In the records below, pull out every line from the one containing "of the pink" through the last line of the records, and reproduce each word for word.

Data records:
»»
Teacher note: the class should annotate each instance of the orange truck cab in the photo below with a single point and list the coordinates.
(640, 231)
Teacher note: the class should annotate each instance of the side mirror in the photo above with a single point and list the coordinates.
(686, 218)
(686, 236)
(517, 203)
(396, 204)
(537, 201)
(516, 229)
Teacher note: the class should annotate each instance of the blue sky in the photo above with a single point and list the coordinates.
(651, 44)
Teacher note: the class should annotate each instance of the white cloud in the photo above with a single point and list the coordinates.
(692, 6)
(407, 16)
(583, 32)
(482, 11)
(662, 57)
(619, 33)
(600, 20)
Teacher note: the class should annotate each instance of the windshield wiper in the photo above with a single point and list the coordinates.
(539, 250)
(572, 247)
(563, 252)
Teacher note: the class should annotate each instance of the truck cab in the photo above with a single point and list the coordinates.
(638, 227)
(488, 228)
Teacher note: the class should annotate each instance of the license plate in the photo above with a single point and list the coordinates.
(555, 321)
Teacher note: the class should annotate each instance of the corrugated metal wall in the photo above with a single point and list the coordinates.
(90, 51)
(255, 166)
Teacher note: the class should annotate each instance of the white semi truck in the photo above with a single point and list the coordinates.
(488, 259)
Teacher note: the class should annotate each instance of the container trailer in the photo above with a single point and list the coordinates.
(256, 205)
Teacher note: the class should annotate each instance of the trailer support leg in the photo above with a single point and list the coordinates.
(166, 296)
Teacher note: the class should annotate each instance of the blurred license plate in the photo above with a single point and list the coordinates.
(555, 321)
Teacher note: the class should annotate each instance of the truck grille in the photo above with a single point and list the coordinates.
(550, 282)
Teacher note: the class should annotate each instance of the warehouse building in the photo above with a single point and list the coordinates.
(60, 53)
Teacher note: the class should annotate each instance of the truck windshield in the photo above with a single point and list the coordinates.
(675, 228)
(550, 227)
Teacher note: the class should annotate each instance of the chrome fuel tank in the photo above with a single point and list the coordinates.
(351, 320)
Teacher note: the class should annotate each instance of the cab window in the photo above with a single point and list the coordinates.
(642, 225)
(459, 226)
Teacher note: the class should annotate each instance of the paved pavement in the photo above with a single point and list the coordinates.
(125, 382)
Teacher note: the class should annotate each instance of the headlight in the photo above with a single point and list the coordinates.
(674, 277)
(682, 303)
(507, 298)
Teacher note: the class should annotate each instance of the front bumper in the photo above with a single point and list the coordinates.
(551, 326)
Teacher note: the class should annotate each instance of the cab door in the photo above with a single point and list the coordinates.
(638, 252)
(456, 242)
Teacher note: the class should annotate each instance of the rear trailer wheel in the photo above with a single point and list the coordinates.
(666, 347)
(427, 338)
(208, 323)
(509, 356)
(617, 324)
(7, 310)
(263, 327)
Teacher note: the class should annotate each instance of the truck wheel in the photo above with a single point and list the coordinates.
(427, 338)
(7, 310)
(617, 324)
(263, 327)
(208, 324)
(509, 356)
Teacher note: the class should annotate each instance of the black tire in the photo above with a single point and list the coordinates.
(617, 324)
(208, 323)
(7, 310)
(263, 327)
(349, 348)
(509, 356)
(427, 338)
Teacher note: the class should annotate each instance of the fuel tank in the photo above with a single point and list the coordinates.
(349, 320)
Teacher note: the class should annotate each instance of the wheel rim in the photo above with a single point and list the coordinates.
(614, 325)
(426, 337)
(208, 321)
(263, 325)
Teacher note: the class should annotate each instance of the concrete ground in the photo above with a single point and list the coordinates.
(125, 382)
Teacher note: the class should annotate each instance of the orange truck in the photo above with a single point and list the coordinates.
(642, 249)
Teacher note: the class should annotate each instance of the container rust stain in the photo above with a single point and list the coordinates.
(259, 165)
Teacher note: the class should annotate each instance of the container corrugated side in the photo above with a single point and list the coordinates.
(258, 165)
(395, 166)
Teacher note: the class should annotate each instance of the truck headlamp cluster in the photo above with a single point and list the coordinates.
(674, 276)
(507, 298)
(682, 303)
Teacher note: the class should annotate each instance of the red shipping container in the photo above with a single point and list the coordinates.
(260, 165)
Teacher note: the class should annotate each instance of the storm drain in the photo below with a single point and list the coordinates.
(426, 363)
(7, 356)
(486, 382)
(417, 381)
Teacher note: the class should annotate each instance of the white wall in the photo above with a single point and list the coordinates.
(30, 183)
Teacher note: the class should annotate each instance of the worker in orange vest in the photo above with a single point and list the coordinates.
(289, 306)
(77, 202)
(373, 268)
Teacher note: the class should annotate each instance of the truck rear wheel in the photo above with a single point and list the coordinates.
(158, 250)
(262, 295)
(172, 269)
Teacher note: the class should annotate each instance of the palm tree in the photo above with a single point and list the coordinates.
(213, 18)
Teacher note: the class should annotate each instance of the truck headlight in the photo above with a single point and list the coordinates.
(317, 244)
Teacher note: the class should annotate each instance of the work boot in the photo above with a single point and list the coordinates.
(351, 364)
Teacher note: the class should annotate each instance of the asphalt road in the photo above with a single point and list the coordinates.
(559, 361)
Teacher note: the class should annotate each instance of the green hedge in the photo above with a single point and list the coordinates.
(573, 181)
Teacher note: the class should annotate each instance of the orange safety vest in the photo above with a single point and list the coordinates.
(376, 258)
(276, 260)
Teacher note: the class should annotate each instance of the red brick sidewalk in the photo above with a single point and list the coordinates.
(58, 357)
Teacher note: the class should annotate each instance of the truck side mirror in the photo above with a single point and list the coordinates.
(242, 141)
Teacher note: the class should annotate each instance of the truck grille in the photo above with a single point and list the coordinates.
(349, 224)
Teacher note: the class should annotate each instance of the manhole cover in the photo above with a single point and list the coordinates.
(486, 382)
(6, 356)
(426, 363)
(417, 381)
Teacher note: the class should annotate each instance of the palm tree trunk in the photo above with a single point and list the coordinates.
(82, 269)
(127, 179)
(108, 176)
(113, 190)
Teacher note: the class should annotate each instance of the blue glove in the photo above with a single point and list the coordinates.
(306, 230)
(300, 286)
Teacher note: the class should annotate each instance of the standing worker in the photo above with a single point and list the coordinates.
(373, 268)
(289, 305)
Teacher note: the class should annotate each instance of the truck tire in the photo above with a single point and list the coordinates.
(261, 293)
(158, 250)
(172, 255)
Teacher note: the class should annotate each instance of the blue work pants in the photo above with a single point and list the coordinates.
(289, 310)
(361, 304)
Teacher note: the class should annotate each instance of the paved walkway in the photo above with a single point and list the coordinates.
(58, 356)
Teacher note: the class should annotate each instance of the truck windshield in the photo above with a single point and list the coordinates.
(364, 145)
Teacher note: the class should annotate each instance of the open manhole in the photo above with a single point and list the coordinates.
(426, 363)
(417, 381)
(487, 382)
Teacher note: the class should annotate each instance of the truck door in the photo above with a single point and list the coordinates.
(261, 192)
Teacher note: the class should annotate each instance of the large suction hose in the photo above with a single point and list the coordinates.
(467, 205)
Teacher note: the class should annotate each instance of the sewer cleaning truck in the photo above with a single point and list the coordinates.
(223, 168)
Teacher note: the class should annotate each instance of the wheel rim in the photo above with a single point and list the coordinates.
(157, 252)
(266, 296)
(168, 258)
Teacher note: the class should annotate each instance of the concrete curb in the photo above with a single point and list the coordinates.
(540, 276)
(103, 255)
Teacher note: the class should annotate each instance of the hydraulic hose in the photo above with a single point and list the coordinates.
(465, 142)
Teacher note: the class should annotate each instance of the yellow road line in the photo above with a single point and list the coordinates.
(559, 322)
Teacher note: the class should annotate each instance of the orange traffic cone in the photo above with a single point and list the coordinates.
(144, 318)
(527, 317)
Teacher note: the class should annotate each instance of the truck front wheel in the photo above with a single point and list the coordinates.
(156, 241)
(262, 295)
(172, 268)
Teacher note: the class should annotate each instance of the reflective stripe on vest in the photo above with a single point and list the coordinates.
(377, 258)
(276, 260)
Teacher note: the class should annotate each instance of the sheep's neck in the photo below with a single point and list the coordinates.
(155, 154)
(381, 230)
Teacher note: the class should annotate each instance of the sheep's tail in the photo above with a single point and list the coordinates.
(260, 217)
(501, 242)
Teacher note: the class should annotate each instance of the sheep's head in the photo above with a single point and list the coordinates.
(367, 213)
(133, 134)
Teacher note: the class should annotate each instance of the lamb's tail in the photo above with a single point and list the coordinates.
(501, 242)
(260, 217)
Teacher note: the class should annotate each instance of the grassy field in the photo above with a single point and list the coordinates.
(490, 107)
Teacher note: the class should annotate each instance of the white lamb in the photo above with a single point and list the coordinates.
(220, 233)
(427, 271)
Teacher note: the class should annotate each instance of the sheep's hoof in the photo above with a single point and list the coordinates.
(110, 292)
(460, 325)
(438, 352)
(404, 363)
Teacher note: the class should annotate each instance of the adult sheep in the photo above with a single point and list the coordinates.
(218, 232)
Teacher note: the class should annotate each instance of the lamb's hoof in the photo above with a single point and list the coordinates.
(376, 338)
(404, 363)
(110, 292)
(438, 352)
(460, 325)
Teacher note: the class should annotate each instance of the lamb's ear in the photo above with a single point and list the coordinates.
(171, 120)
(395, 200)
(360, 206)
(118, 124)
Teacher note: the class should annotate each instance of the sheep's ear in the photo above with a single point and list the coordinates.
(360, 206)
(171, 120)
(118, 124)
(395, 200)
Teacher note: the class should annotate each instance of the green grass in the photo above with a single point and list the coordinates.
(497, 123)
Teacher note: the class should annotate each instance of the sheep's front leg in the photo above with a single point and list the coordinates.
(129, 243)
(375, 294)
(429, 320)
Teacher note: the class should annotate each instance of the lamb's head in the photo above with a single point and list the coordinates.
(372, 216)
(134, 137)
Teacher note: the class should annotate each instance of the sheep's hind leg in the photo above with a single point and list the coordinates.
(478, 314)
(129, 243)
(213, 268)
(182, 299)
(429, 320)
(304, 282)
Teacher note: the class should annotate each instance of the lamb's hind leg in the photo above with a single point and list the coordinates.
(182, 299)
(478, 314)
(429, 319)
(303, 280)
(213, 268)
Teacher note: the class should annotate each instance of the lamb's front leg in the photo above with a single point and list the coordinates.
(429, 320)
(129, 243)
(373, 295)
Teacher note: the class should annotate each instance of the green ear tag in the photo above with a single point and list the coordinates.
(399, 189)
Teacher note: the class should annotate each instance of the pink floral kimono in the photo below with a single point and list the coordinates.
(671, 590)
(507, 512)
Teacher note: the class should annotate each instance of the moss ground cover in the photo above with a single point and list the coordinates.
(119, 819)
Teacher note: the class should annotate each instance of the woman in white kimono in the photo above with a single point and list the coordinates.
««
* _Task output_:
Teacher note: the class should annotate each instance of the pink floral kimono in the photo below with a single point and list the coordinates.
(671, 590)
(507, 512)
Teacher note: the class should annotate each instance of the moss ground cover in the photo above with a single point and list the coordinates.
(119, 819)
Teacher note: the class should annotate each instance of the woman in white kimono in the photo above with a single point and list the coordinates.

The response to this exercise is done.